→ **Requests**
A: According to the post on LSTM in Keras below, how many values does an LSTM layer return when return_state is True?
B: Summarize the post on LSTM in Keras below in two sentences.

→ **Text section**
** start **

Return State and Return Sequence of LSTM in Keras
LSTM looks easy but is too difficult for us to keep an eye on it.
Using LSTM in keras is easy, I mean:
LSTM(input_dim,return_sequence=False,return_state=False).
This medium post will be about return_sequence and return_state only as that is what brings confusion to you.
How does LSTM looks like?
return_sequence=True:
You know LSTM(dim_number)(input) gives us? It gives us the final hidden state value(ht in above figure) from LSTM. So, if we have dim_number as 40 suppose, LSTM will be 40 in number right? So, the first input maybe x, and it may give output as y0. y0 would be input for next LSTM layer and so on. Continuing this way, it would go for y39. So, without return_sequence the output would be y39th value.
What if we have return_sequence = True? LSTM(dim_number,return_sequence = True)(input).
It would give us every y0,y1,y2 to y39. So hidden state value from each timestep.
return_state= True
So what is return_state? This LSTM(dim_number,return_state = True)(input). It returns 3 values.
First is final hidden_state, yes, remember the y39 value? It is what would be the first value returned by LSTM with return_state of True
Second is final hidden_state. Oh hold on, isn’t this same as the first thing returned? Yes it is. I will tell you the difference right afterwards!
Third value returned is cell_state. You see in the figure above we have c(t-1) to c(t) running across one end to another, it is cell_state. So, the cell_state after processing the final output is returned here.
The question of why there are two hidden state values is return_state? Well, what if we want all the hidden_state values and and also the cell_state(the third value returned by lstm with return_state=True)?
We can return the list of hidden_states, the final_hidden state and cell_state by doing something like this.
LSTM(dim_number,return_state = True,return_sequence=True)(input).
So the first value here returns hidden_state and each time step.
Second value returned is hidden_state at final time_step. So it is equal to final value of array of values received from first value.
Third value is cell_state as usual.

** end **

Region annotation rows
** start **

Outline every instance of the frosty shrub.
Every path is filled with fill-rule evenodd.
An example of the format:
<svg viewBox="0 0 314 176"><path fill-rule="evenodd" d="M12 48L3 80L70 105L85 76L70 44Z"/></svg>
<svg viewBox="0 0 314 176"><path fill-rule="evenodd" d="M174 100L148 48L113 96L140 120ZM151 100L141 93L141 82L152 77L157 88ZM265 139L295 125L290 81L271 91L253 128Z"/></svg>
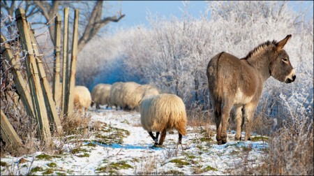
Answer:
<svg viewBox="0 0 314 176"><path fill-rule="evenodd" d="M311 12L295 12L287 5L287 1L209 1L200 19L186 11L181 18L149 15L149 27L121 29L90 43L94 47L82 52L92 54L89 63L95 64L86 64L78 74L98 71L89 75L94 79L89 89L98 82L149 83L179 96L192 111L200 107L207 110L211 107L205 72L213 56L225 51L242 58L262 43L292 34L285 50L297 79L290 85L267 80L255 112L260 126L253 129L272 136L266 170L275 169L276 159L285 161L283 171L267 170L268 174L313 174L308 162L313 150L313 15L306 20ZM297 168L302 170L294 172Z"/></svg>

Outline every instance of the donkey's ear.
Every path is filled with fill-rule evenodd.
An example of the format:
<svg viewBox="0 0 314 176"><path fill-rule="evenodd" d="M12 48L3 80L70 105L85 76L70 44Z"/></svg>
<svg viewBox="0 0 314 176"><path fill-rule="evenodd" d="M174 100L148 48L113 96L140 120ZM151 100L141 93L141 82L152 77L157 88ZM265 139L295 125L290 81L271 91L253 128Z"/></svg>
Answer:
<svg viewBox="0 0 314 176"><path fill-rule="evenodd" d="M290 39L291 38L291 34L290 35L287 35L285 38L283 38L281 41L277 43L276 44L276 50L277 52L283 49L283 47L285 46L285 43L287 43L287 42L289 41L289 39Z"/></svg>

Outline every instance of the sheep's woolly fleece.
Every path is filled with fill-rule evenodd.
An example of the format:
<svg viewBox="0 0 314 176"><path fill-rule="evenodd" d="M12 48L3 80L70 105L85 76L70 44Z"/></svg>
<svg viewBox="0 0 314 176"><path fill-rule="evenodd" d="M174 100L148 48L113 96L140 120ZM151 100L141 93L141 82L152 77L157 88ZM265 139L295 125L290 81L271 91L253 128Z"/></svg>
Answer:
<svg viewBox="0 0 314 176"><path fill-rule="evenodd" d="M87 87L75 86L74 88L74 104L78 109L88 109L91 105L91 96Z"/></svg>
<svg viewBox="0 0 314 176"><path fill-rule="evenodd" d="M186 113L183 101L177 96L163 94L144 98L140 106L141 124L147 131L177 129L186 135Z"/></svg>
<svg viewBox="0 0 314 176"><path fill-rule="evenodd" d="M139 113L100 108L89 113L91 123L101 122L102 128L84 139L82 146L70 142L73 135L65 140L54 139L62 147L60 155L2 154L1 175L238 175L262 165L268 147L262 140L234 141L234 131L228 131L227 144L218 145L215 135L206 133L215 131L214 126L188 126L182 145L177 146L175 131L167 135L163 147L154 148L154 141L140 126ZM107 144L89 142L101 140Z"/></svg>

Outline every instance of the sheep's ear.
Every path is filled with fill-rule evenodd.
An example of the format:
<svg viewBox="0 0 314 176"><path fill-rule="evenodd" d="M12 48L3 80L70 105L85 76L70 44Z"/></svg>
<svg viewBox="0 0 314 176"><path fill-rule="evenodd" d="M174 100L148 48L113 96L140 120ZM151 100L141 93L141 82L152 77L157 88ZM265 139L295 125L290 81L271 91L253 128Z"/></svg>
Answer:
<svg viewBox="0 0 314 176"><path fill-rule="evenodd" d="M287 43L287 42L290 39L292 35L287 35L285 38L283 38L281 41L277 43L276 44L276 50L277 52L282 50L283 49L283 47Z"/></svg>
<svg viewBox="0 0 314 176"><path fill-rule="evenodd" d="M141 103L142 99L143 99L143 98L142 98L141 100L138 101L139 105Z"/></svg>

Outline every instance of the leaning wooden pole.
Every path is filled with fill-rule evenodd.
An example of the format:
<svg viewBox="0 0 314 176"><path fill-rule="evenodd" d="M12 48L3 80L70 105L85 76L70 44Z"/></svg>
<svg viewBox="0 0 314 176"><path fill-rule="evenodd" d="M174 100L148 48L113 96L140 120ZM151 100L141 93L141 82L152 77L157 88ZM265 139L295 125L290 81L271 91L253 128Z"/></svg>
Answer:
<svg viewBox="0 0 314 176"><path fill-rule="evenodd" d="M75 9L74 15L73 41L72 43L71 70L70 73L69 96L68 104L68 115L70 116L73 110L74 87L75 86L76 61L77 57L77 38L78 38L78 9Z"/></svg>
<svg viewBox="0 0 314 176"><path fill-rule="evenodd" d="M52 98L52 93L49 86L48 80L47 80L46 73L45 72L43 66L43 54L39 54L37 42L33 36L33 31L31 29L29 23L29 29L31 30L31 40L33 51L35 52L35 58L36 59L37 68L39 71L39 78L40 78L40 85L43 88L43 97L45 100L45 105L47 108L47 113L50 120L50 124L52 129L57 131L58 134L62 134L62 126L61 125L60 119L59 119L58 113L57 112L56 104Z"/></svg>
<svg viewBox="0 0 314 176"><path fill-rule="evenodd" d="M15 10L15 17L17 26L20 33L21 39L21 45L22 50L25 50L26 59L25 66L27 75L31 87L30 87L31 96L32 97L32 103L33 109L36 111L36 117L35 119L39 124L38 134L40 139L45 142L46 145L51 144L51 133L49 128L48 117L47 115L47 110L45 106L43 90L41 89L39 73L37 68L36 59L33 47L31 45L31 39L29 34L29 29L27 24L25 11L22 8L17 8Z"/></svg>
<svg viewBox="0 0 314 176"><path fill-rule="evenodd" d="M25 107L26 112L29 117L29 120L33 124L33 118L35 117L36 113L33 110L33 103L31 102L31 92L29 88L24 79L20 71L20 61L13 57L12 50L10 45L6 43L6 38L1 34L1 53L3 57L10 64L13 66L12 73L13 74L13 81L17 88L17 92L20 95L20 98L23 105Z"/></svg>
<svg viewBox="0 0 314 176"><path fill-rule="evenodd" d="M54 62L52 92L56 106L60 105L59 89L60 87L60 45L61 45L61 16L57 15L54 22Z"/></svg>
<svg viewBox="0 0 314 176"><path fill-rule="evenodd" d="M67 115L68 104L68 8L64 8L63 22L63 50L62 66L62 94L61 94L61 112L60 116Z"/></svg>
<svg viewBox="0 0 314 176"><path fill-rule="evenodd" d="M13 149L18 149L22 146L22 140L16 133L4 112L1 110L1 134L6 145Z"/></svg>

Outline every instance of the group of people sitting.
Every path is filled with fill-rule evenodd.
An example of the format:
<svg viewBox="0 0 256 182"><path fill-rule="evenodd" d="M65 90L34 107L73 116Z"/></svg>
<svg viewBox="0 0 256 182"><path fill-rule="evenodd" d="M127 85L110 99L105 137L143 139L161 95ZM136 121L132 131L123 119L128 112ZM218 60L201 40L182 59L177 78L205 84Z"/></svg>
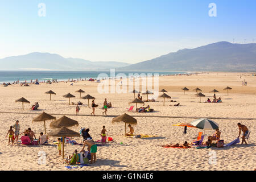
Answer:
<svg viewBox="0 0 256 182"><path fill-rule="evenodd" d="M38 102L35 102L35 104L32 106L31 109L38 110L38 107L39 107L39 104L38 104Z"/></svg>
<svg viewBox="0 0 256 182"><path fill-rule="evenodd" d="M218 98L214 98L212 102L210 101L210 100L208 98L207 99L207 101L205 102L212 102L212 103L221 103L222 101L221 101L221 98L219 97Z"/></svg>
<svg viewBox="0 0 256 182"><path fill-rule="evenodd" d="M149 113L154 111L154 109L151 109L150 106L148 105L146 107L141 107L139 108L138 108L136 110L136 111L138 113Z"/></svg>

** end **

→ **Solutions for each task**
A: It returns 3 values.

B: Setting return_sequence to True makes an LSTM layer return the hidden state from every timestep instead of only the final one. Setting return_state to True makes it return three values: the final hidden state, the final hidden state again, and the cell state; with both options on, the first value becomes the hidden states from every timestep.